__Objective__.
Could you extract every line below and reproduce each one verbatim, in the same order?

* START Input data *

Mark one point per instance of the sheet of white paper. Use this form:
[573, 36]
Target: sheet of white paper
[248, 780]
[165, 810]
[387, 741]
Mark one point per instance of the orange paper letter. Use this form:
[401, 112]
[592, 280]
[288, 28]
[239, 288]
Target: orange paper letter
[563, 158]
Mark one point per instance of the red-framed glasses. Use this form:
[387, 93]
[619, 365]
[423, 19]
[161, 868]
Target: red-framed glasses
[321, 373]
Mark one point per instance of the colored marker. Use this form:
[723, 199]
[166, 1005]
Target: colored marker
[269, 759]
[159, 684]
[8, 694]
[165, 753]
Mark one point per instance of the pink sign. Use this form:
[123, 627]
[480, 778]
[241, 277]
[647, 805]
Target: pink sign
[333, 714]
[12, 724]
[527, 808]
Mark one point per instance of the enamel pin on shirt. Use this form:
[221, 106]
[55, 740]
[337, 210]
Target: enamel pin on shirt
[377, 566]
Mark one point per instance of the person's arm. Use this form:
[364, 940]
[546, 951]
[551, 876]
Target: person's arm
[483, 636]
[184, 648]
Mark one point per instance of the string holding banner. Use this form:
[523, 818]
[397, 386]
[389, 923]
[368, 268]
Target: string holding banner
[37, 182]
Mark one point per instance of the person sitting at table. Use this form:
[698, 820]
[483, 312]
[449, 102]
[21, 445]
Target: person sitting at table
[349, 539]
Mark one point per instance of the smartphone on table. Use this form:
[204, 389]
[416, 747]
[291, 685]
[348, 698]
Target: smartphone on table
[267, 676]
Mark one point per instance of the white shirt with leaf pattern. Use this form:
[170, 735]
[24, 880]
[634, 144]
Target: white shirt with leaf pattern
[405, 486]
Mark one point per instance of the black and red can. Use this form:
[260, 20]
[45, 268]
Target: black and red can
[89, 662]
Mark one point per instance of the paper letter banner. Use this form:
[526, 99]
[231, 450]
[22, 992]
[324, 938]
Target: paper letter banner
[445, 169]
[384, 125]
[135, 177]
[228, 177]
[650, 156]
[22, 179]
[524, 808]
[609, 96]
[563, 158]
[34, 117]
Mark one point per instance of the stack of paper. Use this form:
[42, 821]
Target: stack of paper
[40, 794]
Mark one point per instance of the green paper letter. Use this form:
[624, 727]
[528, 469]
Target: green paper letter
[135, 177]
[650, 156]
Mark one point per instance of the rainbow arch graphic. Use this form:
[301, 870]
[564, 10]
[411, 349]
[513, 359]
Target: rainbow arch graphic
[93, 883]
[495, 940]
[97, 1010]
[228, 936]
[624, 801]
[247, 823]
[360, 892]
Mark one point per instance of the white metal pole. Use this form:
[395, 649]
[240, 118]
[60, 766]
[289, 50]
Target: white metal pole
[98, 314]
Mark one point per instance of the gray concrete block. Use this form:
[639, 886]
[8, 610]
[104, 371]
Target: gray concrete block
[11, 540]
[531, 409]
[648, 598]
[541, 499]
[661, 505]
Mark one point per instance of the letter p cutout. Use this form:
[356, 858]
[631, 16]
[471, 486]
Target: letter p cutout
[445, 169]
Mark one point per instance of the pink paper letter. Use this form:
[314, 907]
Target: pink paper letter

* END Input data *

__Written response__.
Mark one point per instance of the sheet of white paper. Use this form:
[573, 36]
Target: sheet of white paper
[248, 780]
[165, 810]
[387, 741]
Mark one point per instance of the orange paper letter. Use this form:
[401, 112]
[592, 280]
[288, 28]
[239, 288]
Target: orange paper letter
[563, 158]
Mark one point per instance of the red-framed glasses. Use this form:
[387, 93]
[619, 365]
[423, 19]
[161, 868]
Target: red-framed glasses
[321, 373]
Mark one point per instance of the colored marker. Use this form:
[723, 199]
[166, 1005]
Target: colored marker
[269, 759]
[159, 684]
[8, 694]
[165, 753]
Mark one point per instance of the pink sign. Use this form:
[123, 627]
[480, 778]
[241, 277]
[647, 805]
Target: pink sign
[333, 714]
[12, 724]
[527, 808]
Mark one point per instance of the enamel pin on shirt. Use this form:
[221, 106]
[55, 740]
[337, 210]
Target: enamel pin on shirt
[377, 566]
Mark one point per instance of the person's arm. Use this form:
[364, 940]
[546, 951]
[551, 876]
Target: person's arm
[483, 636]
[184, 648]
Mark one point per instance of the string holding banner. Use this form:
[523, 818]
[397, 386]
[389, 923]
[368, 268]
Target: string holding banner
[37, 182]
Mark one point per instance of the person sitting at table. Use this form:
[698, 820]
[483, 312]
[449, 102]
[21, 445]
Target: person sitting at table
[349, 539]
Mark one point per instance of the smartphone on table. Use this form:
[204, 389]
[416, 747]
[291, 685]
[348, 698]
Target: smartphone on table
[267, 676]
Mark one point per instance of the white shirt with leaf pattern. Use this form:
[170, 735]
[24, 880]
[634, 144]
Target: white shirt with leaf pattern
[405, 486]
Mark one point per instance of the black and red can. Use this form:
[260, 20]
[45, 268]
Target: black and red can
[89, 662]
Mark one point per instance of the paper letter banner. Use this form:
[526, 99]
[231, 450]
[22, 992]
[324, 938]
Target: paper letter banner
[445, 169]
[384, 125]
[135, 177]
[228, 177]
[650, 156]
[22, 179]
[524, 808]
[609, 96]
[563, 158]
[34, 117]
Mark one point per instance of the stack of paper. Use this form:
[42, 821]
Target: stack of paper
[40, 794]
Mark one point per instance of the green paper letter. Use this form:
[624, 727]
[528, 469]
Target: green paper letter
[135, 177]
[650, 156]
Mark one point per instance of the rainbow arch graphic. Use this form:
[301, 870]
[564, 10]
[411, 349]
[513, 359]
Target: rainbow arch graphic
[93, 883]
[495, 940]
[97, 1010]
[228, 936]
[624, 801]
[247, 823]
[360, 892]
Mark one point per instance of the white metal pole. Use this form:
[395, 649]
[240, 118]
[60, 766]
[289, 50]
Target: white metal pole
[98, 314]
Mark one point per instance of the gray concrete block. Use this form:
[639, 886]
[8, 610]
[104, 371]
Target: gray concrete block
[11, 540]
[531, 409]
[648, 598]
[541, 499]
[661, 505]
Mark one point per instance of the letter p cutout. Use this form:
[356, 858]
[631, 16]
[471, 486]
Target: letter p cutout
[445, 169]
Mark one point per instance of the pink paper letter. Use this form:
[314, 907]
Target: pink paper letter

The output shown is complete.